■ Task item ■
Make an exact copy of all the entries shown below.
START Input data
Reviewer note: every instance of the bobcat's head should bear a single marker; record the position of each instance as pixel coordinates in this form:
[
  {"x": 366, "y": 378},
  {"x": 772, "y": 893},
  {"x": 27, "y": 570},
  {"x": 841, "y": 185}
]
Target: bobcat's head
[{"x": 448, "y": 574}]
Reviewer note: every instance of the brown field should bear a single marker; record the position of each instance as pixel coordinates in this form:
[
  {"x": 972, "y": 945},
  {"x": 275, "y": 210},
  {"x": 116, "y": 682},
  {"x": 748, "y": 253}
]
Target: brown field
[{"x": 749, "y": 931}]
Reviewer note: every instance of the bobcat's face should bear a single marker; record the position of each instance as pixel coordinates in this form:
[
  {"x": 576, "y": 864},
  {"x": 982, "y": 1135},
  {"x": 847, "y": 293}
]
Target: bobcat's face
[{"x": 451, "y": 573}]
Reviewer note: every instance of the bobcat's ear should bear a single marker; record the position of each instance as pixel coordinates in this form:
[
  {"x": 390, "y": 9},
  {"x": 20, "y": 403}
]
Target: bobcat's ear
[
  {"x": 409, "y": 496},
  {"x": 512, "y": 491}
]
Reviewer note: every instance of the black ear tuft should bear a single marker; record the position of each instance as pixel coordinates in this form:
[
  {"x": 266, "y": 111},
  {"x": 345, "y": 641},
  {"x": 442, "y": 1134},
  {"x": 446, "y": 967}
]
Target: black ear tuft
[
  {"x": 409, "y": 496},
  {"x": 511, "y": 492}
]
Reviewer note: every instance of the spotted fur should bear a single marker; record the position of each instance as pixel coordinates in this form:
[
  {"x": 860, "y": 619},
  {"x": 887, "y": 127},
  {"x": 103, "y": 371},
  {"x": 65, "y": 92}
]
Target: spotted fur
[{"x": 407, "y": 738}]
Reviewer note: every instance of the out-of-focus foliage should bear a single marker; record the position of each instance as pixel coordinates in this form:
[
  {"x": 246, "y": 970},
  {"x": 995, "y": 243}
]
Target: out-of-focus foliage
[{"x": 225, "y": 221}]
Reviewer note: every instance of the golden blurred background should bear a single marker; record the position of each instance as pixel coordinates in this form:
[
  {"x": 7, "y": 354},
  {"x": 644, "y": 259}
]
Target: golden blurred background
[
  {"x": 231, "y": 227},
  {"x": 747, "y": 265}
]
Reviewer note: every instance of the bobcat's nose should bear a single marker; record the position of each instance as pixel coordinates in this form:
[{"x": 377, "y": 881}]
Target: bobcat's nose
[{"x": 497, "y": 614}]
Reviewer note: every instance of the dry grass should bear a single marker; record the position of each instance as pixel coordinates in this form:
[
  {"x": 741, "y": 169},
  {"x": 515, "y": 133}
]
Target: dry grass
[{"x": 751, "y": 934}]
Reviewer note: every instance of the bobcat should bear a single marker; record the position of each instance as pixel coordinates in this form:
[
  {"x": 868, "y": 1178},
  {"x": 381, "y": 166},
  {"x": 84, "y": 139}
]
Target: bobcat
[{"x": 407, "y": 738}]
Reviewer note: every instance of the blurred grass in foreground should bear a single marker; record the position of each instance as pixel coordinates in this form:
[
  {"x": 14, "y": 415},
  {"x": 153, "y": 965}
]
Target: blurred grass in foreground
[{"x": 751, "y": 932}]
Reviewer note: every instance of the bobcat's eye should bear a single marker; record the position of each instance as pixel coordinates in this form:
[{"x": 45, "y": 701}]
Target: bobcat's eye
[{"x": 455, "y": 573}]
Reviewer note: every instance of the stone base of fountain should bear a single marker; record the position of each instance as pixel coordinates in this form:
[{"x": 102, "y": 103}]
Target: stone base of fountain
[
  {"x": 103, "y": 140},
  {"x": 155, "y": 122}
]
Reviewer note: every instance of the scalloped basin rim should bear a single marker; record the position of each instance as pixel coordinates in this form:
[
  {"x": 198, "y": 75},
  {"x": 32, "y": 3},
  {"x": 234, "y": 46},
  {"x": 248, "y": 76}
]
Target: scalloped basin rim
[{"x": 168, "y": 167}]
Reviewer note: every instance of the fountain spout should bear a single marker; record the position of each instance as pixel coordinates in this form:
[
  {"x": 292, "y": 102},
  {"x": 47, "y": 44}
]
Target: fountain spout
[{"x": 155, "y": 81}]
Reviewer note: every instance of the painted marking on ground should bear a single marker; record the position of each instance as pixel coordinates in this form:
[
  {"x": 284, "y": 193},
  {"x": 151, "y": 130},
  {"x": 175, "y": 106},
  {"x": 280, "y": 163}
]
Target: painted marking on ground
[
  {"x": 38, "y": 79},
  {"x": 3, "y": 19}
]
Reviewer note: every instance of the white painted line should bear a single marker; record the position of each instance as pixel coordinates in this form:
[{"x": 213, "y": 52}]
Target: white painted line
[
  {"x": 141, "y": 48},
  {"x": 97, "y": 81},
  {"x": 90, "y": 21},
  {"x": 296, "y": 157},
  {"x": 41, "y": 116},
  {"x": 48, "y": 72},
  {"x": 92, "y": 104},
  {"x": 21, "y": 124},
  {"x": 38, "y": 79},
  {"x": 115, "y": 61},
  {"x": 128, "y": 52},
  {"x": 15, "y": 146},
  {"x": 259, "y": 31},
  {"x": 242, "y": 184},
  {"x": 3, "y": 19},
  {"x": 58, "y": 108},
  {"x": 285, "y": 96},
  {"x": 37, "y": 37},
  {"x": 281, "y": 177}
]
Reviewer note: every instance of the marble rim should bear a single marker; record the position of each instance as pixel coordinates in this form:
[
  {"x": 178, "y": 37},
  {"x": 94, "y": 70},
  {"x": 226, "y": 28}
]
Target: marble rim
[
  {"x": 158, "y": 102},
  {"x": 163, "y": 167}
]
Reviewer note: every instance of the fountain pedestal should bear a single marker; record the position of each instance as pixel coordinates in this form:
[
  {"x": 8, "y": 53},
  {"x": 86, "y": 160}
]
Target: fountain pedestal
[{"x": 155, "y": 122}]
END Input data
■ Exercise solution ■
Reviewer note: every instance of the bobcat's head should bear a single marker; record the position of each instance as pixel coordinates in this form:
[
  {"x": 366, "y": 378},
  {"x": 772, "y": 893},
  {"x": 27, "y": 570},
  {"x": 841, "y": 185}
]
Target: bobcat's head
[{"x": 448, "y": 574}]
Reviewer note: every instance of the brown field should bear a single marker; record the position of each instance as pixel coordinates in this form:
[
  {"x": 972, "y": 945},
  {"x": 275, "y": 210},
  {"x": 116, "y": 682},
  {"x": 748, "y": 253}
]
Target: brown field
[{"x": 749, "y": 931}]
Reviewer note: every instance of the bobcat's face should bear a single marker; record the position of each instance as pixel coordinates in this form:
[
  {"x": 576, "y": 864},
  {"x": 982, "y": 1135},
  {"x": 847, "y": 293}
]
Target: bobcat's face
[{"x": 451, "y": 573}]
Reviewer note: every instance of the bobcat's ear should bear a single marker; record the position of each instance as pixel coordinates in this form:
[
  {"x": 390, "y": 9},
  {"x": 20, "y": 403}
]
Target: bobcat's ear
[
  {"x": 409, "y": 496},
  {"x": 512, "y": 491}
]
Reviewer note: every instance of the black ear tuft should bear a single marker; record the position of each instance as pixel coordinates in this form:
[
  {"x": 266, "y": 111},
  {"x": 345, "y": 641},
  {"x": 442, "y": 1134},
  {"x": 446, "y": 967}
]
Target: black ear tuft
[
  {"x": 409, "y": 496},
  {"x": 511, "y": 492}
]
Reviewer note: every instance of the spotted fur should bear a single marker; record the position of each instance as pixel coordinates in this form:
[
  {"x": 860, "y": 619},
  {"x": 887, "y": 127},
  {"x": 103, "y": 371},
  {"x": 65, "y": 92}
]
Target: spotted fur
[{"x": 407, "y": 738}]
Reviewer note: every instance of the out-of-focus foliage should bear a single marker; record the position of each instance as pixel coordinates in this form:
[
  {"x": 246, "y": 970},
  {"x": 995, "y": 243}
]
Target: out-of-focus foliage
[{"x": 225, "y": 221}]
Reviewer note: every instance of the golden blurred background should bear a single marker; record the position of each instance as pixel coordinates in this form:
[
  {"x": 7, "y": 354},
  {"x": 644, "y": 259}
]
Target: golden blurred background
[
  {"x": 231, "y": 227},
  {"x": 747, "y": 265}
]
Reviewer note: every instance of the bobcat's nose should bear a single marker; record the position of each instance as pixel coordinates in this form:
[{"x": 377, "y": 881}]
Target: bobcat's nose
[{"x": 497, "y": 614}]
Reviewer note: every instance of the dry grass should bear a single marker; record the position of each instance as pixel coordinates in this form:
[
  {"x": 741, "y": 169},
  {"x": 515, "y": 133}
]
Target: dry grass
[{"x": 751, "y": 934}]
Reviewer note: every instance of the bobcat should bear a single marker; record the position of each instance as pixel coordinates in this form:
[
  {"x": 868, "y": 1178},
  {"x": 381, "y": 166},
  {"x": 84, "y": 139}
]
Target: bobcat
[{"x": 407, "y": 738}]
Reviewer note: every instance of the blurred grass in foreground should bear a single marker; record the position of each instance as pixel coordinates in this form:
[
  {"x": 14, "y": 415},
  {"x": 153, "y": 965}
]
Target: blurred grass in foreground
[{"x": 751, "y": 932}]
Reviewer note: every instance of the bobcat's eye should bear a single marker; record the position of each instance as pixel coordinates in this form:
[{"x": 45, "y": 701}]
Target: bobcat's eye
[{"x": 455, "y": 573}]
Reviewer note: every instance of the stone base of fountain should bear a single marker; record the position of each instance as pixel coordinates in this form:
[{"x": 102, "y": 103}]
Target: stone base of fountain
[
  {"x": 103, "y": 140},
  {"x": 155, "y": 122}
]
Reviewer note: every instance of the scalloped basin rim should bear a single marker; record the position of each instance as pixel coordinates in this form:
[
  {"x": 198, "y": 75},
  {"x": 32, "y": 3},
  {"x": 234, "y": 46},
  {"x": 248, "y": 76}
]
Target: scalloped basin rim
[{"x": 168, "y": 167}]
Reviewer note: every instance of the fountain spout should bear a single marker; record the position of each instance as pixel coordinates in this form:
[
  {"x": 292, "y": 102},
  {"x": 47, "y": 44}
]
Target: fountain spout
[{"x": 155, "y": 81}]
Reviewer note: every instance of the painted marking on ground should bear a single marker; record the position of each instance as pixel coordinates in this form:
[
  {"x": 284, "y": 193},
  {"x": 151, "y": 130},
  {"x": 175, "y": 106},
  {"x": 280, "y": 163}
]
Target: painted marking on ground
[
  {"x": 38, "y": 79},
  {"x": 3, "y": 19}
]
Reviewer note: every instance of the white painted line should bear a single marker; record the position of each instance as pixel coordinates in this form:
[{"x": 213, "y": 52}]
Target: white painted line
[
  {"x": 141, "y": 48},
  {"x": 97, "y": 81},
  {"x": 90, "y": 21},
  {"x": 296, "y": 157},
  {"x": 41, "y": 116},
  {"x": 48, "y": 72},
  {"x": 92, "y": 104},
  {"x": 21, "y": 124},
  {"x": 38, "y": 79},
  {"x": 115, "y": 61},
  {"x": 128, "y": 52},
  {"x": 15, "y": 146},
  {"x": 259, "y": 31},
  {"x": 242, "y": 184},
  {"x": 3, "y": 19},
  {"x": 58, "y": 108},
  {"x": 285, "y": 96},
  {"x": 37, "y": 37},
  {"x": 281, "y": 177}
]
Reviewer note: every instance of the marble rim should bear a single marker; record the position of each instance as pixel coordinates in this form:
[
  {"x": 178, "y": 37},
  {"x": 94, "y": 70},
  {"x": 226, "y": 28}
]
Target: marble rim
[
  {"x": 158, "y": 102},
  {"x": 163, "y": 167}
]
Reviewer note: every instance of the fountain pedestal should bear a single marker; record the position of each instance as pixel coordinates in this form:
[
  {"x": 8, "y": 53},
  {"x": 86, "y": 160}
]
Target: fountain pedestal
[{"x": 155, "y": 122}]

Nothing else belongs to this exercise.